── DOCUMENT EXTRACT

Next year marks the centenary of arguably the most important event in modern Irish history, the Easter Rising. Before 1916 the ‘settled will’ of the Irish people was a home rule parliament; the rebellion birthed ‘a terrible beauty’, that would lead, eventually, to Irish independence, in the process dividing the nation, literally and metaphorically.
Among the 1916 leaders none was more ambivalent – or more divisive – than Eamon De Valera. It was Dev’s rejection of the Anglo-Irish Treaty in December 1921 that set a course for a civil war that still scars the Irish body politic. A Will to Power, the Nietzschean title of Ronan Fanning’s deft new autobiography, is well chosen. Marshalling primary and secondary sources, Fanning carefully paints a picture of a politician driven throughout a long life by a remarkable, almost fanatical drive for power – De Valera died in 1975, aged 92, having left the Irish presidency just a year earlier
Born Edward De Valera, in Manhattan, to a Basque father and Irish mother, the young De Valera was raised in Ireland after his father died. Against opposition from his family, he attended the Christian Brothers School, often walking the seven miles to school. He won a scholarship to the prestigious Blackrock College. Unlike many, De Valera had found a way out of the dirt poverty of rural Ireland.

────

JOB 1: Convert the listing, from the line with "One point goes on each instance of the red" through the end of the listing, into a two-column CSV with the headers instruction and answer. Give one row per instruction, with its text and its answer each in a single quoted field and line breaks turned into spaces.

── TASK MATERIAL

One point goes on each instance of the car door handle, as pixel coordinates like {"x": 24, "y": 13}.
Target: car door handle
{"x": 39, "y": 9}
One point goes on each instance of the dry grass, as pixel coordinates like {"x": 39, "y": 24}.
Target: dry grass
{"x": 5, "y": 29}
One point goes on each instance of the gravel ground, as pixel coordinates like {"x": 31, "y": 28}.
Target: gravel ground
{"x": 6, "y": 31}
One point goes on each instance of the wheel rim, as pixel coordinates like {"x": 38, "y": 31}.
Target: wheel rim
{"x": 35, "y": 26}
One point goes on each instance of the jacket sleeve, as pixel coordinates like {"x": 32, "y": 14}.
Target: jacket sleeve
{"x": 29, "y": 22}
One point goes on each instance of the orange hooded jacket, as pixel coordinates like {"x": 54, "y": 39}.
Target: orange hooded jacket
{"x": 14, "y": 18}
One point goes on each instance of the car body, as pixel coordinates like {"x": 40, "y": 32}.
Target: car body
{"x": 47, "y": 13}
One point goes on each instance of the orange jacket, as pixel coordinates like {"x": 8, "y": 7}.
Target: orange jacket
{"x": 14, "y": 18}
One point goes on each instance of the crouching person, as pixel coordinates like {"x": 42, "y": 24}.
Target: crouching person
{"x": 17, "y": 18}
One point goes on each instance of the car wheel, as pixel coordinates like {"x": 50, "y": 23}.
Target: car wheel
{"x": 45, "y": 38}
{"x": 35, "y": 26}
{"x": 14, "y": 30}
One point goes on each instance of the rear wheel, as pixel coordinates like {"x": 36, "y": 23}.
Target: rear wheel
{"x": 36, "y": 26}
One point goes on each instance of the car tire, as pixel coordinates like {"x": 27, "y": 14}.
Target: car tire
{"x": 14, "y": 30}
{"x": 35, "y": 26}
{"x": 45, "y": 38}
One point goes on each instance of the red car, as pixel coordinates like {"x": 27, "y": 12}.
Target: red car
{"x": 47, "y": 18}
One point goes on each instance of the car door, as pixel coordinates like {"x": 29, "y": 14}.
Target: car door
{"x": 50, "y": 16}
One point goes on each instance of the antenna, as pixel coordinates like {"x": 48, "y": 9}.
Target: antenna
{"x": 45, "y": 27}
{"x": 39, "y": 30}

────

JOB 2:
Answer these questions from the passage on De Valera:
(a) Before 1916, what was the "settled will" of the Irish people?
(b) In what year did De Valera die, and at what age?
(c) To which college did he win a scholarship?

ANSWER 1:
instruction,answer
"One point goes on each instance of the red car, as pixel coordinates like {""x"": 27, ""y"": 12}. Target: red car","{""x"": 47, ""y"": 18}"
"One point goes on each instance of the car door, as pixel coordinates like {""x"": 29, ""y"": 14}. Target: car door","{""x"": 50, ""y"": 16}"
"One point goes on each instance of the antenna, as pixel coordinates like {""x"": 48, ""y"": 9}. Target: antenna","{""x"": 45, ""y"": 27} {""x"": 39, ""y"": 30}"

ANSWER 2:
(a) A home rule parliament
(b) 1975, aged 92
(c) Blackrock College